It persists to disk, is ACID compliant, and uses locking for multiple
readers and a single writer. It supports custom indexes and geospatial
data. It's ideal for projects that need a dependable database and favor
speed over data size.
The desire to create BuntDB stems from the need for a new embeddable
database for [Tile38](https://github.com/tidwall/tile38) and [SummitDB](https://github.com/tidwall/summitdb).
Features
========
- In-memory database for [fast reads and writes](#performance)
- Embeddable with a [simple API](https://godoc.org/github.com/tidwall/buntdb)
- [Spatial indexing](#spatial-indexes) for up to 20 dimensions; Useful for Geospatial data
- Index fields inside [JSON](#json-indexes) documents
- [Collate i18n Indexes](#collate-i18n-indexes) using the optional [collate package](https://github.com/tidwall/collate)

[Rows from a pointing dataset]
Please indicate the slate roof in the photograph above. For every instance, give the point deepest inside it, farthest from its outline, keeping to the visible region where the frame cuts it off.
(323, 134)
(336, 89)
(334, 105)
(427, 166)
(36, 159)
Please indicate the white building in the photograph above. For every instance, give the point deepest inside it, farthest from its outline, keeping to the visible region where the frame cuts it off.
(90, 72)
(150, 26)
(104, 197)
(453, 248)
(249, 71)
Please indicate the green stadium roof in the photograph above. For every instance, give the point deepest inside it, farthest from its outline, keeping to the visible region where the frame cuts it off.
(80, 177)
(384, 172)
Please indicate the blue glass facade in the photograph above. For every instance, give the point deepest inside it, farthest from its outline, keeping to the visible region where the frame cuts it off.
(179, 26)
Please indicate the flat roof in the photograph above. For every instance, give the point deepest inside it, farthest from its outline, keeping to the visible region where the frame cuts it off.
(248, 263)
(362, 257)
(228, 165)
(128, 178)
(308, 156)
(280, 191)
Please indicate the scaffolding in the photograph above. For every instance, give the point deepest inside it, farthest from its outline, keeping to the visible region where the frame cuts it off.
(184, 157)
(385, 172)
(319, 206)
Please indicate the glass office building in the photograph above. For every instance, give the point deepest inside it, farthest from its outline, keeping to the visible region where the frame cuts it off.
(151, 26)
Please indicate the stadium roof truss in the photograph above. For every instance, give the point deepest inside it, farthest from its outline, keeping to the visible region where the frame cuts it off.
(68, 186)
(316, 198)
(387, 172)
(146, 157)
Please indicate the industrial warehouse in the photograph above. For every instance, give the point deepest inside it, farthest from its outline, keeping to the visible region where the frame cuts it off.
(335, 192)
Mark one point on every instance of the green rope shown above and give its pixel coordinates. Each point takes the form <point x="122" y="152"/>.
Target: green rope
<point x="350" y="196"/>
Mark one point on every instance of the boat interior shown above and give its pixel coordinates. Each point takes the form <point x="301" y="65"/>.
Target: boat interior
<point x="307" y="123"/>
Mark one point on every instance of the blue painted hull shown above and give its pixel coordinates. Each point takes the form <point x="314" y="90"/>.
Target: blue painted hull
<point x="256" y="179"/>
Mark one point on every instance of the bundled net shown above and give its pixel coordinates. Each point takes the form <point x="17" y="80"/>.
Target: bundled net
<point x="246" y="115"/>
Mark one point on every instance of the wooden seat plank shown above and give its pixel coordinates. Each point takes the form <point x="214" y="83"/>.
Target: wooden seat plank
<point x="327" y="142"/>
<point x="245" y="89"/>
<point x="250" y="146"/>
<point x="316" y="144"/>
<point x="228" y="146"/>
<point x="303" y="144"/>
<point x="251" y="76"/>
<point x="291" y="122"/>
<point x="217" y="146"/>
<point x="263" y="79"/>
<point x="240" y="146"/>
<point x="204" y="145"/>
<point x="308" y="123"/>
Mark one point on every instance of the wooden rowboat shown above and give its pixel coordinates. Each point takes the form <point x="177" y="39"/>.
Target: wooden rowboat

# Exercise description
Summarize the BuntDB description in two sentences. The lines are separate material and have no connection to the text.

# Output
BuntDB is an embeddable in-memory database that persists to disk, is ACID compliant, and uses locking for multiple readers and a single writer. It was created as an embeddable database for Tile38 and SummitDB, supports custom indexes, spatial indexing for up to 20 dimensions, JSON field indexes, and collate i18n indexes, and suits projects that need a dependable database and favor speed over data size.